- Texte de la page -

_ _ _ _ _ _ _

Il m'a donc semblé intéressant de proposer la traduction (1) des derniers paragraphes du chapitre 5 et de tout le chapitre 6 pour permettre la comparaison entre la vision de Platon et celle de Xénophon sur ce terme, et derrière lui, sur la pratique qu'il prétendait qualifier chez Socrate.

Le livre IV des Mémorables, le dernier, s'ouvre par des remarques de Xénophon sur le caractère bénéfique (ôphelimon) (2) de la fréquentation de Socrate et est pour une large part consacré à des entretiens entre Socrate et un jeune homme nommé Euthydème (3) qui pensait pouvoir se lancer dans la politique sans avoir jamais étudié la politique avec quelque maître que ce soit (4). Le récit des entretiens de Socrate avec Euthydème est interrompu, au chapitre 4, par une discussion entre Socrate et Hippias sur la justice, et reprend au chapitre 5 par une discussion sur la maîtrise de soi (egkrateia). C'est par la fin de cette discussion que commence la section ici traduite.

Mémorables, IV, 5, 11 - 12

[11] Kai ho Euthudèmos,
— Dokeis moi, ephè, Ô Sôkrates, legein hôs andri hèttoni tôn dia tou sômatos hèdonôn pampan oudemias aretès prosèkei.
[11] Et Euthydème,
— Tu me parais, dit-il, Socrate, dire d'absolument aucune
[forme d']excellence qu'elle convient à l'homme esclave des plaisirs du corps.

_ _ _ _ _ _ _

- Données fournies -
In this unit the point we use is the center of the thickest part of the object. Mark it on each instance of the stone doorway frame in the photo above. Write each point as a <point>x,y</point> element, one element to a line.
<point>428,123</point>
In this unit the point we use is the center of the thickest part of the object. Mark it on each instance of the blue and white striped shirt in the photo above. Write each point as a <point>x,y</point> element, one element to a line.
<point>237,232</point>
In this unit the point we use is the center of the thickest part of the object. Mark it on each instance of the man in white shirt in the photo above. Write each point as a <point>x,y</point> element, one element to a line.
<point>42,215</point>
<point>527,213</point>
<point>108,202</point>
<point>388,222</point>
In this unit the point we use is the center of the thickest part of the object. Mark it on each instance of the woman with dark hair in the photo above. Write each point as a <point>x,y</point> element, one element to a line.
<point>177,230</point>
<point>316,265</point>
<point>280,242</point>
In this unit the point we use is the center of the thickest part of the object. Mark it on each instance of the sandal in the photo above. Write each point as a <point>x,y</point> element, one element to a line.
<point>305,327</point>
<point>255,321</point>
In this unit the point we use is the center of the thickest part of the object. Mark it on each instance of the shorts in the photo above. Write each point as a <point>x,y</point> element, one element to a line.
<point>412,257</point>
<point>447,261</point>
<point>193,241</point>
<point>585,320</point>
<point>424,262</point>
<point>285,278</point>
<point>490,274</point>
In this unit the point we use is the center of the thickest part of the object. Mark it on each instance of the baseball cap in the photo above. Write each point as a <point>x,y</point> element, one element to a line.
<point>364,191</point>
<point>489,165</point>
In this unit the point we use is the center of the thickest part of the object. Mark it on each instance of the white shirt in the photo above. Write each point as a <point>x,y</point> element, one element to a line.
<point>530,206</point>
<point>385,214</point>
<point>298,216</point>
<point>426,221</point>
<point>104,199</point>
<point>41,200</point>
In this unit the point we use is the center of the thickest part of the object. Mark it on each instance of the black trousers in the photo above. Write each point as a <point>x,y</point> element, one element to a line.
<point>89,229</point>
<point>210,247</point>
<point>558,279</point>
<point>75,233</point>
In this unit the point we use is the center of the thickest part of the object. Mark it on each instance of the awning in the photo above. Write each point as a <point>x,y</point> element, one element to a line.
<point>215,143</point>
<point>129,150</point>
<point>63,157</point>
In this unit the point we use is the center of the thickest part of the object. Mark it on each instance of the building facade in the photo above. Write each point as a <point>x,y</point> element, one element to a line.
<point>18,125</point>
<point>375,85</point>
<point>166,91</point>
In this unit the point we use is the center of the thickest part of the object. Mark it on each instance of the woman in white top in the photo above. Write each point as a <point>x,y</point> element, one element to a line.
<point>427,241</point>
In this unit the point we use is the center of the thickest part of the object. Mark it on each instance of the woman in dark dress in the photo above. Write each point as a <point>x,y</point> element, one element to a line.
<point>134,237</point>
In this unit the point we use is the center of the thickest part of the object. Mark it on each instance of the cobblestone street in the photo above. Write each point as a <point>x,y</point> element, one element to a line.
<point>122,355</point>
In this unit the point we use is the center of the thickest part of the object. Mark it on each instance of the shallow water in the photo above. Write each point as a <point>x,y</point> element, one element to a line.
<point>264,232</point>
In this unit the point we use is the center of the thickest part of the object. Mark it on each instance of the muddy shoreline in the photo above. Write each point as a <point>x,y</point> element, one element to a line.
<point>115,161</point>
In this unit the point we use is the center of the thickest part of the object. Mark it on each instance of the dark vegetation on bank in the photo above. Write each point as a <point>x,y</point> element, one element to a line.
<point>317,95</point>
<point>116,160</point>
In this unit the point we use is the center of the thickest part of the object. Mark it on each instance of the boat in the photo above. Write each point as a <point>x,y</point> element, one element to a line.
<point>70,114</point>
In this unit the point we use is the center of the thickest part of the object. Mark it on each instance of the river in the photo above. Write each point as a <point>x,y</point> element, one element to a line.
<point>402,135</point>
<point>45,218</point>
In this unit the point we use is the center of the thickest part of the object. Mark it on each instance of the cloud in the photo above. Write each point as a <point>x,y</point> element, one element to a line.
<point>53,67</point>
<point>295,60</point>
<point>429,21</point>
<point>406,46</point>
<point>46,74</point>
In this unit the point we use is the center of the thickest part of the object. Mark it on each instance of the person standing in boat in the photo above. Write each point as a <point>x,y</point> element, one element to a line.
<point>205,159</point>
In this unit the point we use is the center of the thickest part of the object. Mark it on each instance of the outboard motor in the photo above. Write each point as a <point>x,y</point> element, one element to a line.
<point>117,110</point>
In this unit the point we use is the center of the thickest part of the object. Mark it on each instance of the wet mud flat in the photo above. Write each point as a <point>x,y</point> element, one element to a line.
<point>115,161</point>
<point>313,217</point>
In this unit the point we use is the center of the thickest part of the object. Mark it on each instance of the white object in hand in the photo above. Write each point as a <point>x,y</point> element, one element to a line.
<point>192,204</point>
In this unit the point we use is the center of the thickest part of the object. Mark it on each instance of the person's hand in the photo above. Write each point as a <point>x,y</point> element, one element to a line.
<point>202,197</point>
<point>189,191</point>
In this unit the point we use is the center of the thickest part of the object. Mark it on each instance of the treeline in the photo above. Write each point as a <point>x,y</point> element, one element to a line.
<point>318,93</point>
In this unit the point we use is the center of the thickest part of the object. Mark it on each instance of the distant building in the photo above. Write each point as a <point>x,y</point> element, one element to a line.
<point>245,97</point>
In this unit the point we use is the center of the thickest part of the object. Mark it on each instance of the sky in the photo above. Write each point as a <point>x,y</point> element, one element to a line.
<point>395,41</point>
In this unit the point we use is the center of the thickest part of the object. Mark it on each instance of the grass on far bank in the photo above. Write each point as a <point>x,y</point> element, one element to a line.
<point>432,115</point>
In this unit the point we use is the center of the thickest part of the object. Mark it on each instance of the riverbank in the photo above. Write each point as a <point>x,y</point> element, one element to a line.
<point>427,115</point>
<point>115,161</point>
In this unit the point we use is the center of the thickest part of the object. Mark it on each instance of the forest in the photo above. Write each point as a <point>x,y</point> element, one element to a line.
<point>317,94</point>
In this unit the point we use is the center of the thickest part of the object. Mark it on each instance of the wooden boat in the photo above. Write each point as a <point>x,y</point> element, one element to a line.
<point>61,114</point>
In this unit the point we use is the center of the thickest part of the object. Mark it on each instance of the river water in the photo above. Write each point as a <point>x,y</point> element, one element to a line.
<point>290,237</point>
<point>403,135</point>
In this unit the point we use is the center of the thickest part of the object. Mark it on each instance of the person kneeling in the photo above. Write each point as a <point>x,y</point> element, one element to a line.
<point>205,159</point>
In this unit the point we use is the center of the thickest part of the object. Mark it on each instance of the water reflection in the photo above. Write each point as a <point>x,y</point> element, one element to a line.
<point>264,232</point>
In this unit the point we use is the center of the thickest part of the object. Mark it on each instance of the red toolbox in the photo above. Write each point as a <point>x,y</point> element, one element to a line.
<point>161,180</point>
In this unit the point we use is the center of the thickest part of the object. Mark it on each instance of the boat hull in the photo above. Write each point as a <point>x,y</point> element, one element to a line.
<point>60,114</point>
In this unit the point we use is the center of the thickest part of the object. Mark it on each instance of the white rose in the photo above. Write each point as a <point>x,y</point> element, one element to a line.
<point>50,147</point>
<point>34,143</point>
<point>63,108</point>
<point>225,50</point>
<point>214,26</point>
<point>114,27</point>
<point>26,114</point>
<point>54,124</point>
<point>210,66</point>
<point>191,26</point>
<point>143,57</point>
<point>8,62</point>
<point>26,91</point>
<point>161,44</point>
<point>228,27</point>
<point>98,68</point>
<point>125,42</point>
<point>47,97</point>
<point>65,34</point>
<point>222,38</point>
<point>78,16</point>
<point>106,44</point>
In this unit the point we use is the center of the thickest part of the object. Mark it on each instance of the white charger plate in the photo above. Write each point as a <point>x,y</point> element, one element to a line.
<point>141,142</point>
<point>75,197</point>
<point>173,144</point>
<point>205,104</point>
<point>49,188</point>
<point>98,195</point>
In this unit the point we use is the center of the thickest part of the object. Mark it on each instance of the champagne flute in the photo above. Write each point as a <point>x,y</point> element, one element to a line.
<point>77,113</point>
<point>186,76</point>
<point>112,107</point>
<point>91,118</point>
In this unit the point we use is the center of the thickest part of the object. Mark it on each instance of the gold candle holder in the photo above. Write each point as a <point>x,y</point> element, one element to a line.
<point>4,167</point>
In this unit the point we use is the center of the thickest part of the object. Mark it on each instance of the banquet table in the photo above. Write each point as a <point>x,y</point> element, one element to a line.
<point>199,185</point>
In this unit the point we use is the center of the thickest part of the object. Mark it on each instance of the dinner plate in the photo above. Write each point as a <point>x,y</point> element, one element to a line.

_ _ _ _ _ _ _

- Votre tâche -
Dans le texte sur les Mémorables de Xénophon, de quoi parlent Socrate et Hippias au chapitre 4 ?

- Réponse attendue -
Ils parlent de la justice.